**WRITTEN PROBLEM:**
Copy the material exactly, starting at the line that contains "You are given a photograph. Could you point to the gold" and ending with the final line of the material.

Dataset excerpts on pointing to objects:
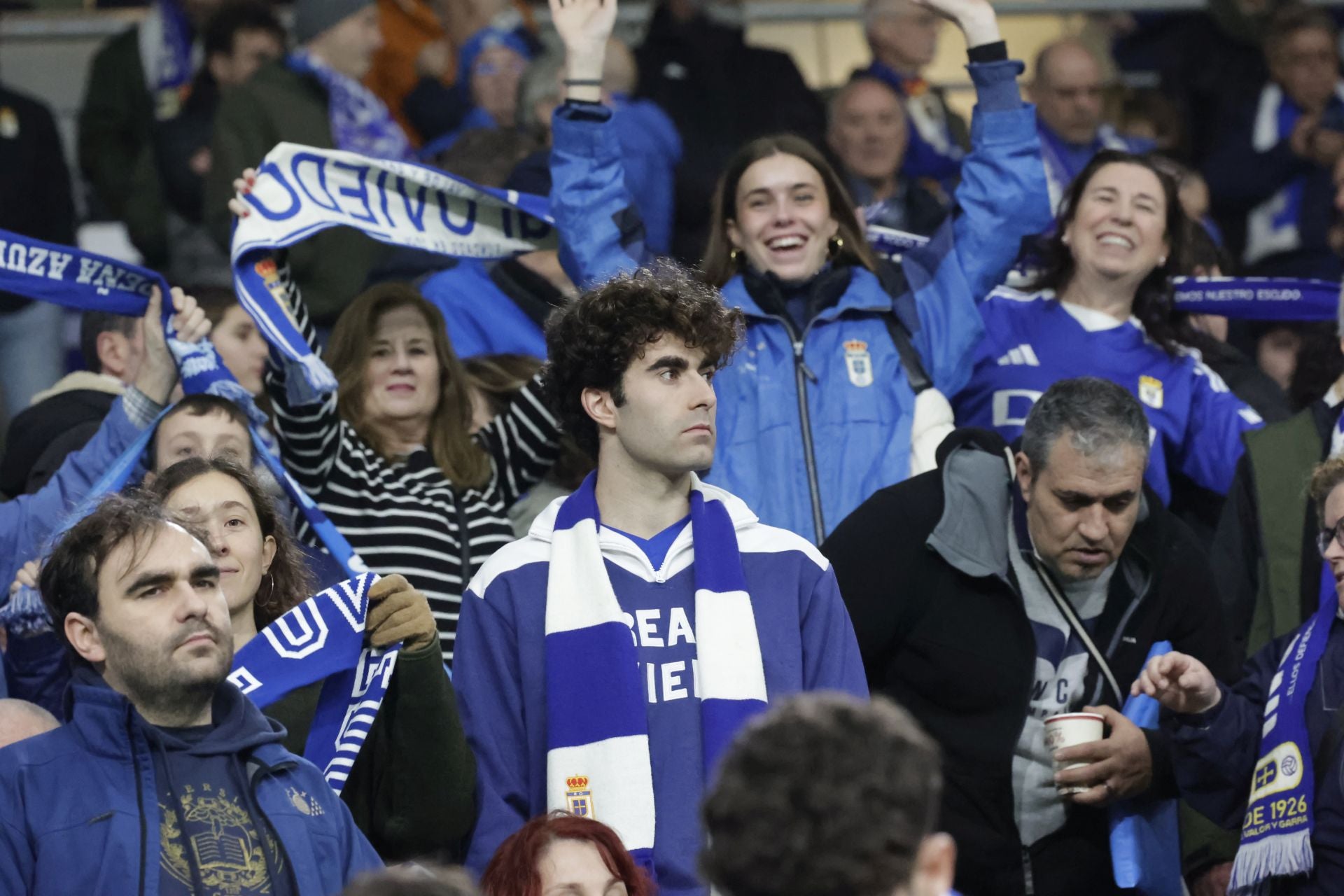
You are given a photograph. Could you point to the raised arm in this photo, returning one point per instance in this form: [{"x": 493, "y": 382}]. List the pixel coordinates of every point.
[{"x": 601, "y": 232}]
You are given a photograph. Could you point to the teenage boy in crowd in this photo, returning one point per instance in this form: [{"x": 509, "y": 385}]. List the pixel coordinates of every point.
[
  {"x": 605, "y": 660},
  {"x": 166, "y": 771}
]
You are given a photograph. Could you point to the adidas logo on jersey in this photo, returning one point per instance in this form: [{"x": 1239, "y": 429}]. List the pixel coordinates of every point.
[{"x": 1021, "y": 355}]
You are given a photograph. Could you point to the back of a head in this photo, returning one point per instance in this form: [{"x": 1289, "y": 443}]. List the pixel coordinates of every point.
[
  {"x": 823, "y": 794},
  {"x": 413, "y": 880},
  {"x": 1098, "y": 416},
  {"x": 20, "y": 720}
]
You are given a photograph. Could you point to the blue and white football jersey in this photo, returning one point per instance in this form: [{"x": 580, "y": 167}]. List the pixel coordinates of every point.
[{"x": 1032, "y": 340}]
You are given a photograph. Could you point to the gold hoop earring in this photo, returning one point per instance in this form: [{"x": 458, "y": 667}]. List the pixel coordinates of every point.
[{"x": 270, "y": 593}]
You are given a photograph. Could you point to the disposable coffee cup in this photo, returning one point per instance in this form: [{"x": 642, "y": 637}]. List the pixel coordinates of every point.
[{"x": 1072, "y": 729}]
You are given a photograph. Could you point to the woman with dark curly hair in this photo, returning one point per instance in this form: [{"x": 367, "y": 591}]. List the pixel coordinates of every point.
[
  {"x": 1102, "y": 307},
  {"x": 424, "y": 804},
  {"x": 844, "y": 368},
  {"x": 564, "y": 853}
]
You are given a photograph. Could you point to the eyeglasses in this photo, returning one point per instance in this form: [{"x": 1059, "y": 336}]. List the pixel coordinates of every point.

**OUTPUT OF THE TASK:**
You are given a photograph. Could you point to the gold hoop earring in this photo, returning one point per instance in this form: [{"x": 458, "y": 667}]. List the pixel coordinates of every point.
[{"x": 270, "y": 593}]
You are given a photograph. Could you point to the disposable coffee cup in this photo, returning one point per instance in this form: [{"x": 642, "y": 637}]. List the pixel coordinates of every point.
[{"x": 1072, "y": 729}]
You are given a photograph. Could you point to the woman with dark curly hair in this photo, returning one point per instance in this form: [{"x": 367, "y": 591}]. List the pixel coordinates of every point.
[
  {"x": 1102, "y": 307},
  {"x": 424, "y": 804},
  {"x": 844, "y": 368},
  {"x": 564, "y": 853}
]
You are given a photograph. Could you point to the eyeglasses in this photo, returning one point per instance in this form: [{"x": 1059, "y": 336}]. List the pixel coordinates of every point.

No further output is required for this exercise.